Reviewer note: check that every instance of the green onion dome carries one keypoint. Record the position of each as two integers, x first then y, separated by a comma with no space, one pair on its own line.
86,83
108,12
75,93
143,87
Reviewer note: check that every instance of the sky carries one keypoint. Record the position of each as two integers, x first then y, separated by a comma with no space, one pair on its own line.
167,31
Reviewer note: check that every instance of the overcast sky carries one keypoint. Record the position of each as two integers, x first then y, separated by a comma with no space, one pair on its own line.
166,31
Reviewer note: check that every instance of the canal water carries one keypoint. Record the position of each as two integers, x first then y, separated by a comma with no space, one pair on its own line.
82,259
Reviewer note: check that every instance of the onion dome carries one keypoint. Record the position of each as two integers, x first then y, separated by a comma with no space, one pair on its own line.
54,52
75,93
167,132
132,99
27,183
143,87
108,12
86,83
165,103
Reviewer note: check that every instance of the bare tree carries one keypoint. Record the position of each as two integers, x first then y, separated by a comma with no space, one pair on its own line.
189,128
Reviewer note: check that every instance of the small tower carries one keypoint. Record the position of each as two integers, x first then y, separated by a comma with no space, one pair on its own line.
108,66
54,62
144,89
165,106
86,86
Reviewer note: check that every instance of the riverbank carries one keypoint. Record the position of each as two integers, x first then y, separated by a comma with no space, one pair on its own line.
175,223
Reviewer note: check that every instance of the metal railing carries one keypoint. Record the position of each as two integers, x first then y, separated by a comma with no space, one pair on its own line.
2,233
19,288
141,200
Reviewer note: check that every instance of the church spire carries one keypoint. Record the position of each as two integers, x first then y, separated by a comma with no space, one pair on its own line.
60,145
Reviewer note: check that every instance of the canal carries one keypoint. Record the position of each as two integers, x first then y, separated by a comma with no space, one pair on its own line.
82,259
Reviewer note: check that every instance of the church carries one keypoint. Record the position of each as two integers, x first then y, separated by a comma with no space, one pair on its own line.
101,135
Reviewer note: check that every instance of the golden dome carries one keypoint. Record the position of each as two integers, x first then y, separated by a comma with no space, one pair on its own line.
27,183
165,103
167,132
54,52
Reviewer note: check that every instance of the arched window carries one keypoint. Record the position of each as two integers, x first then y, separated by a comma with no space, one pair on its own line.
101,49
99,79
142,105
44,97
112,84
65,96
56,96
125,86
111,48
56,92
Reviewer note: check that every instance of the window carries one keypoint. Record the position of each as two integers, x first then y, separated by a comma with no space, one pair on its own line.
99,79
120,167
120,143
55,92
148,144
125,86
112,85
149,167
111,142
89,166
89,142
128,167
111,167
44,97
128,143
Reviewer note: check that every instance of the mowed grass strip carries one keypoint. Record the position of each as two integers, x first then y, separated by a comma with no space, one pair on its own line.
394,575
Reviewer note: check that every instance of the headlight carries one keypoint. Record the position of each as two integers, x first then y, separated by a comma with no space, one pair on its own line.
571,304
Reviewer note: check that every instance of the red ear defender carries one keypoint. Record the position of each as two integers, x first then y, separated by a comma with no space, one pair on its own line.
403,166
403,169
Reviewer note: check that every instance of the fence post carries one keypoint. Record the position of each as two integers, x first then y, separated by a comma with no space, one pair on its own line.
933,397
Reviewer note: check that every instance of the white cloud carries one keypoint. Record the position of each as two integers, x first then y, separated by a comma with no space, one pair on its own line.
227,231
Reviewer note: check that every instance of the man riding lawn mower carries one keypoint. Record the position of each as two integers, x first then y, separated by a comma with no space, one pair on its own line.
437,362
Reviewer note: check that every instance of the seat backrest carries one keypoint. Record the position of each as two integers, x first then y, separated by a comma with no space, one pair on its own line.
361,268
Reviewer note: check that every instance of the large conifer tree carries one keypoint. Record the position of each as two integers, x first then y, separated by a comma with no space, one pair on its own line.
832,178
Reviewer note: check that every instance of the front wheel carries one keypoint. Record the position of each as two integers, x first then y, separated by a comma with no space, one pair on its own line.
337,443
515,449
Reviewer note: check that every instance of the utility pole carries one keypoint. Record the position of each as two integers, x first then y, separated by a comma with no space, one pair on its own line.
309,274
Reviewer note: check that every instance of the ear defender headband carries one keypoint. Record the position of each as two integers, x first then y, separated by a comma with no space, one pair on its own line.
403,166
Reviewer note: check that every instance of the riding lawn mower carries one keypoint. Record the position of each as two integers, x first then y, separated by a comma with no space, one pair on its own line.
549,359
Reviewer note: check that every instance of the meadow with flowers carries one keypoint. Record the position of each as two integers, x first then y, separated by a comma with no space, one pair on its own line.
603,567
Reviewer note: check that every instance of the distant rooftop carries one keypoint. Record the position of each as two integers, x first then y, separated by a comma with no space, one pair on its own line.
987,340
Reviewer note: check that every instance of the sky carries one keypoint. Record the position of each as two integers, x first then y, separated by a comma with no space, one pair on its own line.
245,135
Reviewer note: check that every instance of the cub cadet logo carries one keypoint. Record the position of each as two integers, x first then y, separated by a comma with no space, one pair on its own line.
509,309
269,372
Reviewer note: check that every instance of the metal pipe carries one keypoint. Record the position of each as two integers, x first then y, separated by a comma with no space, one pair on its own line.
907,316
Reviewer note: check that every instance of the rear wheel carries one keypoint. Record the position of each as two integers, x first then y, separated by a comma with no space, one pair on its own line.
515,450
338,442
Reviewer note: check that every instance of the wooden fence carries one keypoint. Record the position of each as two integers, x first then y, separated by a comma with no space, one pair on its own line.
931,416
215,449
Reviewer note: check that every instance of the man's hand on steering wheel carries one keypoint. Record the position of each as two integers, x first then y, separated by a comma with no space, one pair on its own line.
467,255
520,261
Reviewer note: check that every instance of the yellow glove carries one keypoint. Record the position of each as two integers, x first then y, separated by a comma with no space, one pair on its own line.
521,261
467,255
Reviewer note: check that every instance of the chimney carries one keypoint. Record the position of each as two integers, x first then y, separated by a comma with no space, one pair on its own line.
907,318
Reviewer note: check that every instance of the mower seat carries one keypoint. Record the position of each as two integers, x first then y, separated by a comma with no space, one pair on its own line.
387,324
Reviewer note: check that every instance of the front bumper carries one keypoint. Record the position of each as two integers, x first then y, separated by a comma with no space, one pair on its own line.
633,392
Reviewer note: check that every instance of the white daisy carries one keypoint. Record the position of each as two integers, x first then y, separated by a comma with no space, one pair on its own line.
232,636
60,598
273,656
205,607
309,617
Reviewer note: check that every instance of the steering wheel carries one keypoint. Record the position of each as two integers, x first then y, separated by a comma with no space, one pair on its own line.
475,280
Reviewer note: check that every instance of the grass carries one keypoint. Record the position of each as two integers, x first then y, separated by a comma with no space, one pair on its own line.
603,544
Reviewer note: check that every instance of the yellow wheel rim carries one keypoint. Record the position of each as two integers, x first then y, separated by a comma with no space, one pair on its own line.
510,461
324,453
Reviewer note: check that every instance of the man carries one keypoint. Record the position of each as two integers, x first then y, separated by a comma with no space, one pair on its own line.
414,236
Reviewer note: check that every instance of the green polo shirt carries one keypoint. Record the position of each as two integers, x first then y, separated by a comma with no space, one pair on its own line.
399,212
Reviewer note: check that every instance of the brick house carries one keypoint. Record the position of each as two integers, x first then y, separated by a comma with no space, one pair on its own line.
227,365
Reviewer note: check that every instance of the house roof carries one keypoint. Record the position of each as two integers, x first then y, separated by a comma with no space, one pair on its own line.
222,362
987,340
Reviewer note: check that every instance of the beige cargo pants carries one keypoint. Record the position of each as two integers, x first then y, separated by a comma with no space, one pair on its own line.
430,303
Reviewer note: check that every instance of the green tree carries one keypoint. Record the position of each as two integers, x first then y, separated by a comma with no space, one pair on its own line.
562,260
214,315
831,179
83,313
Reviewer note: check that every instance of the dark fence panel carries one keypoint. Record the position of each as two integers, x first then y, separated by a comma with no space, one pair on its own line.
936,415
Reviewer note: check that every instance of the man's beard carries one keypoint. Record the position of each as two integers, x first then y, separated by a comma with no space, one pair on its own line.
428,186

══════════

### [AIM]
Please copy out everything from the line containing "Reviewer note: check that every instance of the brick" down to the very last line, including both, keeping every line word for word.

### [EXERCISE SOLUTION]
Reviewer note: check that every instance of the brick house carries one keypoint. Record the position of each as two integers, x first then y, separated by a comma with no space, one pair on its own line.
227,365
Reviewer note: check that every instance of the house roof carries one keypoint. Record the position of each as two integers, x first then y, separated by a comma with no space, one pair on its own line.
222,362
987,340
Reviewer note: check that every instance of the beige cargo pants carries one keypoint. Record the position of each as two integers, x first then y, separated by a comma with no space, one pair on its own line.
430,303
Reviewer note: check that every instance of the green tree carries one keypoint. Record the position of each as two integers, x first then y, separated by a comma with no space, one pair on its own line.
562,260
214,315
831,179
83,313
Reviewer note: check that every instance of the dark fence panel carries one keypoint. Record the position of each as two integers, x first then y, separated by a comma with no space, one pair on its own line.
936,415
Reviewer note: check that every instance of the man's beard carries one keypoint. Record the position of each as two integers, x first then y, separated by a comma with no space, one pair on its own line.
428,186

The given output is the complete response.